Revisi
UU Ketenagakerjaan
M Hadi Shubhan ; Pengajar
Hukum Perburuhan dan Filsafat Hukum
pada Program Doktor Fakultas Hukum Universitas Airlangga
|
KOMPAS,
04 Maret 2015
Cukup mengejutkan, dari 12 rancangan undang-undang yang
diajukan pemerintah dalam Program Legislasi Nasional 2015, salah satunya
adalah usulan RUU Ketenagakerjaan.
RUU Ketenagakerjaan ini dimaksudkan akan mengubah dan
mungkin mengganti UU Ketenagakerjaan yang saat ini sedang berlaku, yaitu UU
No 13/2003 tentang Ketenagakerjaan. Usulan perubahan dan/atau penggantian RUU
Ketenagakerjaan ini jelas mengingkari Nawa Cita Presiden Joko Widodo dan
kampanye visi misi mengenai kerja layak, upah layak, dan hidup layak.
Perlindungan yang rasional
Ada beberapa alasan mengapa usulan RUU Ketenagakerjaan
tersebut mengingkari Nawa Cita dan visi kerja layak, upah layak, dan hidup
layak. Pertama, UU Ketenagakerjaan yang saat ini berlaku tak layak diganti
karena sudah memberikan perlindungan yang rasional terhadap pekerja/buruh dan
tidak mematikan dunia usaha. Penggantian UU No 13/2003 tentu akan sangat
merugikan pekerja/buruh karena sasarannya adalah pemaksimalan hak-hak
pengusaha dan peminimalan hak-hak pekerja/buruh.
Beberapa konsep yang ada dalam UU No 13/2003 memberikan
perlindungan kepada pekerja dan karena itu dicoba diminimalkan kaum
pengusaha. Sebutlah seperti pengaturan mengenai upah minimum, pengaturan
mengenai prosedur dan pesangon pemutusan hubungan kerja (PHK), pengaturan
mengenai batasan pekerja kontrak (PKWT), dan pengaturan mengenai penempatan
tenaga kerja asing.
Dalam UU Ketenagakerjaan diatur mengenai penetapan upah
minimum yang didasarkan pada kebutuhan hidup layak. Pengusaha selama ini
berkeinginan agar upah pekerja/buruh diserahkan pada mekanisme pasar. Jika
penetapan upah minimum dihilangkan dari UU, pengusaha akan membayar buruh
sesukanya dan buruh tak berdaya selain menerima karena keterpaksaan.
Pengaturan mengenai prosedur PHK dalam UU Ketenagakerjaan
juga diatur ketat dan berbelit dengan maksud agar mempersulit PHK terhadap
pekerja/buruh. Dalam UU No 13/2003 ditentukan bahwa untuk melakukan PHK harus
dengan alasan yang dibenarkan dalam UU, dan alasan-alasan yang ditentukan
sangat limitatif.
☆ ☆ ☆ ☆ ☆
TUGAS LATIHAN. Sambung tulisan di atas tentang revisi UU Ketenagakerjaan, mulai tepat setelah kalimat terakhirnya.

DATA MENTAH.
☆ ☆ ☆ ☆ ☆
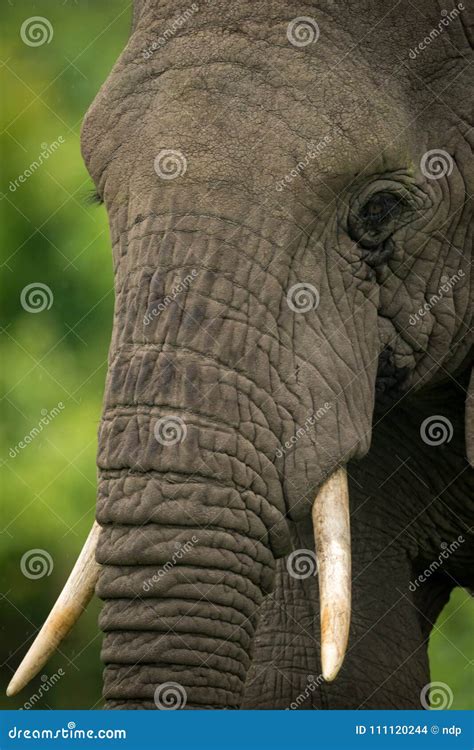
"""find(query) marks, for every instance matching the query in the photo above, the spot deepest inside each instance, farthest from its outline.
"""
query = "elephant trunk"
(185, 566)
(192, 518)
☆ ☆ ☆ ☆ ☆
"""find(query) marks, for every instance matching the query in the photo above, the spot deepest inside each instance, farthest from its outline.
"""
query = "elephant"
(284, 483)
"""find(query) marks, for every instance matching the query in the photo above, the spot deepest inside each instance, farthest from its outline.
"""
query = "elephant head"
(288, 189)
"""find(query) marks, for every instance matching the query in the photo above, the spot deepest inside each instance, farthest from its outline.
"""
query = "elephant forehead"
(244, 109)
☆ ☆ ☆ ☆ ☆
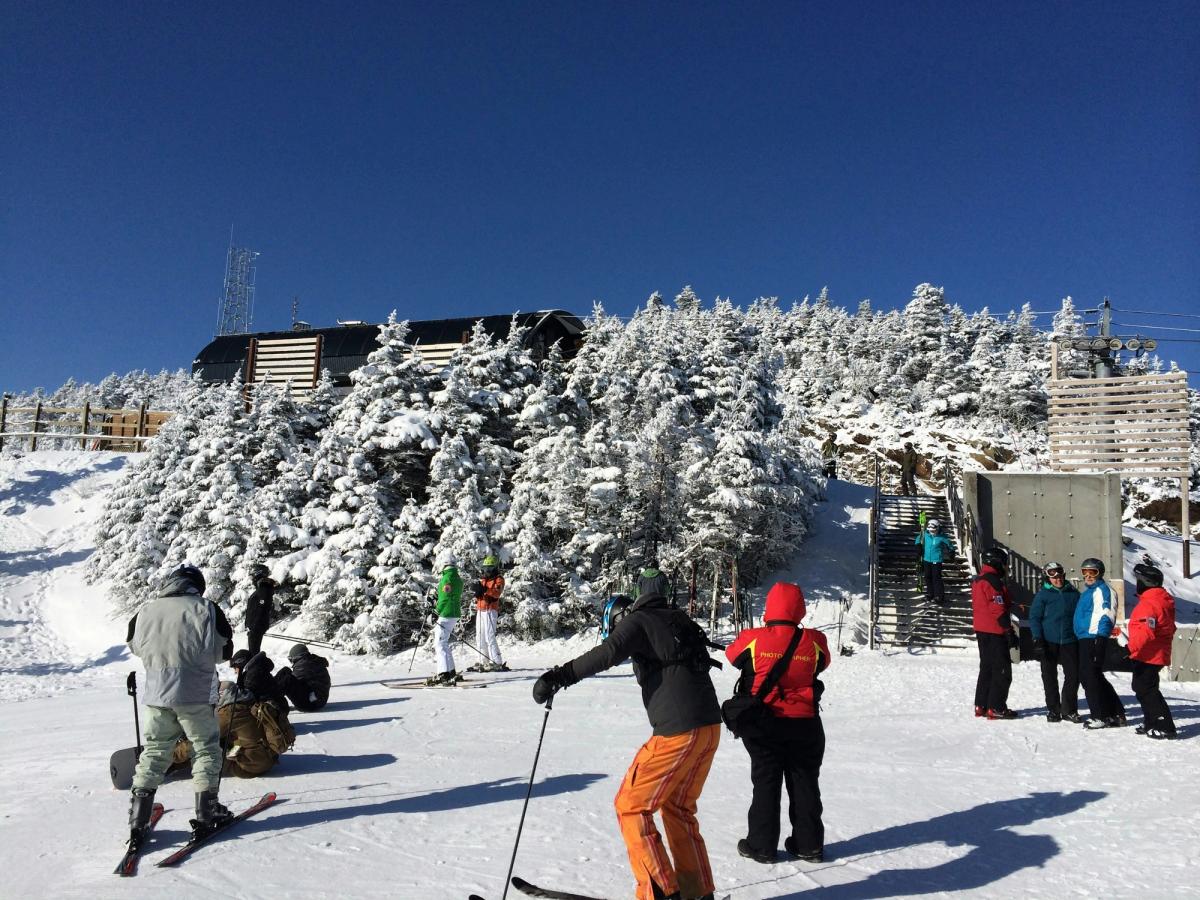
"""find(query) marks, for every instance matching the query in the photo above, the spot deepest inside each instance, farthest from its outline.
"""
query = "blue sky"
☆ ☆ ☆ ☆ ☆
HASIL LATIHAN.
Demikian juga mengenai tahapan-tahapan PHK yang berjenjang
panjang, mulai dari bipartit, mediasi, pengadilan hubungan industrial (PHI),
dan sampai kasasi ke MA. Dalam UU No 13/2003 ditentukan jumlah kompensasi PHK
bagi pekerja/buruh yang terdiri dari uang pesangon, uang penghargaan masa
kerja, dan/atau uang penggantian hak. Jumlah kompensasi PHK dalam UU
Ketenagakerjaan ini termasuk tertinggi dari UU Ketenagakerjaan yang pernah
ada.
Pengaturan mengenai buruh kontrak juga sangat dibatasi
oleh UU Ketenagakerjaan. Hanya empat jenis pekerjaan yang boleh menggunakan
buruh kontrak, yakni pekerjaan sementara, tidak terlalu lama, musiman, dan
produk baru. Di luar empat pekerjaan itu, UU No 13/2003 melarang secara
tegas. Pengusaha dalam praktik terselubungnya mempekerjakan banyak buruh
kontrak untuk semua pekerjaan. Dengan mempekerjakan buruh kontrak, mereka
akan bisa dengan mudah memutus buruh kontrak tersebut dan tanpa kewajiban
membayar pesangon.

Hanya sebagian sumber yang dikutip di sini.